Au chevet de la Turquie
Turquoise 191 pages
1 critique de lecteur

Avis de Octave : "Donnez-moi 100 000 Bulgares et je reconquiers l’Alsace-Lorraine"

Notre titre parodie une formule de Napoléon sur les Cosaques et nous la prêtons au ministre français de la Guerre Millerand qui dit, lors de la Première Guerre balkanique, à peu près la même chose mais en moins spirituel et plus prudent vis-à-vis de l’Allemagne. À la page 31 de l’ouvrage Aux camps turco-arabes : Notes de guerre en Tripolitaine et en Cyrénaïque, Georges Rémond écrivait :

 « Si l’entreprise italienne en Tripolitaine a été l’origine de la Guerre des Balkans, quels orages celle-ci ne doit-elle pas nous faire pronostiquer ? Cent ans de politique de nationalités et de droit des peuples nous ont conduits à ce point que la moindre étincelle risque de mettre le feu à la terre entière » .  

En effet les conflits en Lybie et dans les Balkans sont liés ; les troupes serbes, bulgares, grecques et monténégrines attaquent la Turquie au moment où celle-ci fait face à l’Italie dans sa dernière possession d’Afrique du nord et aussi, nous signale Odile Moreau dans le préambule de l’ouvrage Au chevet de la Turquie, lorsque au Yémen un soulèvement avait éclaté. Deux ans plus tôt, ces pays avaient laissé réprimer la révolte albanaise car la Serbie, le Monténégro et la Grèce entendait bien s’emparer de territoires encore turques peuplés par des minorités ou majorités albanaises.

Toutefois en 1912 les Albanais se soulèvent à nouveau et les grandes puissances imposent à la Turquie des négociations pour la création d’un état albanais. Dans Au chevet de la Turquie, il est rapporté que le leader albanais Ismaïl Kemal bey se réjouissait des victoires d’un camp ou d’un autre, car il aurait vu, qu’en prolongement de ce désordre, on ne pouvait déboucher que sur une Albanie indépendante.  

L’auteur de ce dernier ouvrage Stéphane Lauzanne fut rédacteur en chef du journal Le Matin, qui est un des quatre grands quotidiens parisiens des années 1900 à 1940 ; en 1913, il tire à un million d’exemplaires. En 1897, il est repris par Maurice Bunau-Varilla qui va lui donner une orientation laïque puis dans les années 1930 droitière ; parmi ses caricaturistes de la Belle Époque, on relève les noms de Benjamin Rabier, de Maurice Radiguet (le père de Raymond, auteur du Diable au corps), Hansi et Tap. On sait, grâce à l’ouvrage Un paradoxe français: Antiraciste dans la Collaboration, antisémites dans la Résistance, que Stéphane Lauzanne était le fils adoptif du journaliste Henri Opper de Blowitz, juif d'origine tchèque, réfugié en France au milieu du XIXe siècle. Ce dernier, en 1878, parvint à publier avant tout le monde le texte du Traité de Berlin qui définissait de nouvelles frotières dans les Balkans.

■ Section des données
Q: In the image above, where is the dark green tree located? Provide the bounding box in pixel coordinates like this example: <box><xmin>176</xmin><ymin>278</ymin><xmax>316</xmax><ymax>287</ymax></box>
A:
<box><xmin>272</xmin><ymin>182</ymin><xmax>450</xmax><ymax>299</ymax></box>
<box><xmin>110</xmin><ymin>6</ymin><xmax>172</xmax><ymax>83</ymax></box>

■ À compléter
1. Mettez à jour le passage de l’extrait sur les guerres balkaniques qui commence aux mots « En effet les » et s’arrête après « ou majorités albanaises. », en y remplaçant « Italie » par « Autriche ».
2. Rédigez la suite de l’extrait sur les guerres balkaniques après sa dernière phrase.

■ Réponses par tâche
1.
En effet les conflits en Lybie et dans les Balkans sont liés ; les troupes serbes, bulgares, grecques et monténégrines attaquent la Turquie au moment où celle-ci fait face à l’Autriche dans sa dernière possession d’Afrique du nord et aussi, nous signale Odile Moreau dans le préambule de l’ouvrage Au chevet de la Turquie, lorsque au Yémen un soulèvement avait éclaté. Deux ans plus tôt, ces pays avaient laissé réprimer la révolte albanaise car la Serbie, le Monténégro et la Grèce entendait bien s’emparer de territoires encore turques peuplés par des minorités ou majorités albanaises.

2.
Sur intervention de Maurice Bunau-Varilla, il sera fait "aryen d’honneur" afin de pouvoir continuer son travail de journaliste.  Stéphane Lauzanne est arrêté à la Libération comme on peut le voir dans cet extrait d’actualités http://museedelaresistanceenligne.org/media4600-Arrestations-de-collaborateurs-

Stéphane Lauzanne  part pour Istanbul, grâce à l’Orient-Express, dès le début du conflit avec en particulier Georges Rémond l’auteur de l’ouvrage Aux camps turco-arabes : Notes de guerre en Tripolitaine et en Cyrénaïque. Il y arrive le 18 octobre 1912, alors que la Première Guerre balkanique a débuté une semaine avant pour le Monténégro et la Turquie et un jour avant pour les trois autres pays concernés.  Il raconte comment lors de la bataille de Kirklisi (Kirk Kilissé), une attaque dans la nuit du 23 au 24 octobre se traduit par des échanges de coups de feu entre troupes turques et autres troupes ottomanes et se conclut par une débandade de toutes les forces relevant de La Porte.    

Se pose la question de l’attitude des autorités ottomanes envers les chrétiens sur son territoire et la France semble avoir joué un rôle pour les protéger. Entre Bulgares et Grecs, c’est la course pour Salonique, une cité alors très majoritairement peuplée de juifs. Stéphane Lauzanne   multiplie d’ailleurs le récit de remerciements à la République française venant de tous côtés ; par exemple les Bulgares auraient déclaré avoir gagné grâce aux canons du Creusot (page 114). De plus les Grecs au passage auraient souhaité que la France imite la Grèce dans sa revanche (page 109). Il pense voir une baisse de l’influence allemande dans les Balkans, suite à ce conflit. Juste deux ans plus tard la Turquie basculera dans le camp de celle-ci et la Bulgarie n’attendra que six mois de plus pour faire de même…La Grèce et l'Albanie se diviseront entre partisans de l'axe Berlin-Vienne et celui de Londre-Paris.  

En gris les ambitions bulgares, après la fin des Guerres balkaniques, expliquant son choix de 1915. Image absente de l'ouvrage.

On relèvera ce paragraphe qui annonce des malheurs pour les non-combattants ;

« Les populations civiles étaient centrales dans cette guerre des Balkans. Elles furent l'un des enjeux et parfois les otages de ce conflit. On peut parler de véritable catastrophe humanitaire, au vu du nombre de morts et de blessés s'élevant à près de 380 000, auxquels s'ajoute le considérable effectif d'exilés. Les populations civiles furent en effet contraintes à de multiples migrations provoquant des mouvements de populations complexes qui furent relatés notamment par les correspondants de guerre ».

On apprécie la très abondante illustration (cartes et images de l’époque), l’index des noms propres (de personnes et de lieux), une biographie des principaux acteurs (dont les militaires turcs présents dans la ville) et un glossaire (permettant de réaliser, entre autre chose, qu’un drogman n’est pas un dealer mais un interprète).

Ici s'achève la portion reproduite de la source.